Brief A: According to the ml-v1 library documentation, when is the Dropout layer active?
Brief B: Extend the ml-v1 library documentation, starting right after its final line.

### Document excerpt

Transformer — Generation / Inference

import { mj, Transformers } from "@akhyar11/ml-v1";

const model = new Transformers({
  units: 64,
  seqLen: 8,
  vocabSize: 500,
  heads: 8,
  alpha: 0.001,
  padTokenId: 0,
  predictMode: "next-token",
});
model.eval();

const x = mj.matrix([[0], [0], [10], [20], [30], [40], [50], [60]]);
const nextTokenLogits = model.predict(x); // shape [vocabSize, batch]
model.setPredictMode("full-sequence");
const fullSequenceLogits = model.predict(x); // shape [vocabSize, seqLen * batch]

API Overview

Models

| Model | Description | |---|---| | Sequential | Generic layer stack (Dense, Embedding, Attention, CNN, etc.). | | Transformers | Multi-block causal language model. Supports numBlocks >= 1, full-sequence training, and configurable predictMode ("next-token" / "full-sequence"). | | DimentionalityReduction | Extends Sequential with an encoder/decoder split via the outputReduction layer status. |

Layers

| Layer | Description | |---|---| | Dense | Fully-connected layer with activation, optimizer, and loss handling. | | Embedding | Token-ID-to-vector lookup with resize() support. | | LayerNormalization | Per-column/token normalization. | | Dropout | Active only during training mode. | | PositionalEncoding | Fixed sinusoidal positional encoding. | | MultiHeadAttention / SelfAttention | Causal attention mask with padding support. | | RNN / LSTM / GRU | Recurrent sequence modeling with BPTT, gradient clipping, save/load, and stateful mode. returnSequences is supported; returnState is not yet supported and will throw explicitly. | | Flatten / Convolution | Standard CNN building blocks. |

Tokenizer

BPETokenizer supports:

| Method | Description | |---|---| | train(corpus) | Initial BPE training on a string array. | | update(corpus) | Incremental vocabulary update without retraining from scratch. | | encode(text) / encodeWithSpecial(text) | Encode text to token IDs, with or without special tokens. | | decode(ids) | Convert token IDs back to text. | | padSequence(ids, length) | Pad or truncate a sequence to a fixed length. | | save(path) / load(path) | Persist and restore the tokenizer as a JSON file. |

Tokenizer options:

type PreTokenizer = (text: string) => string[];

type BuiltInPreTokenizer =
  | "char"

######
### Data shown

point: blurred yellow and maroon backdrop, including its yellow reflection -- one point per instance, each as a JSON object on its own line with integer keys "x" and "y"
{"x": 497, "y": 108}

######

Exercise result A: Only during training mode.

Exercise result B:
  | "unicode-grapheme"
  | "unicode-word"
  | "whitespace"
  | "script-aware";

type BPETokenizerOptions = {
  vocabSize?: number;
  minFrequency?: number;
  preTokenizer?: BuiltInPreTokenizer | PreTokenizer;
};

Built-in pre-tokenizer names are saved in tokenizer JSON files. Custom pre-tokenizer functions are not serialized; saved metadata records "custom", and the same function must be passed again to BPETokenizer.load(path, { preTokenizer }).

Core Concepts

Shape convention: most layers use [rows, cols]; batched Transformer inputs use column-sequence layout [seqLen, batchSize].
Recurrent convention: recurrent layers expect a single sequence sample with shape [features, seqLen]. The generic Sequential.fit() does not batch recurrent sequences yet — use batchSize: 1.
Sparse classification targets: use softmaxCrossEntropy with a dense output layer and a target of shape [1, batch] containing class indices.
Training / eval mode: call model.train() before training and model.eval() before inference. Layers like Dropout respect this flag.

Training Workflow

Prepare data as Matrix inputs and targets.
Build your model and add layers.
Call model.compile({ alpha, optimizer, error }).
Run model.fit() (high-level) or loop forward() → backward() manually.
Save the model and tokenizer with save().

Inference Workflow

Load the model and tokenizer.
Convert input text to token IDs and pad to seqLen.
Call model.predict() (respects predictMode for Transformers) or model.forward().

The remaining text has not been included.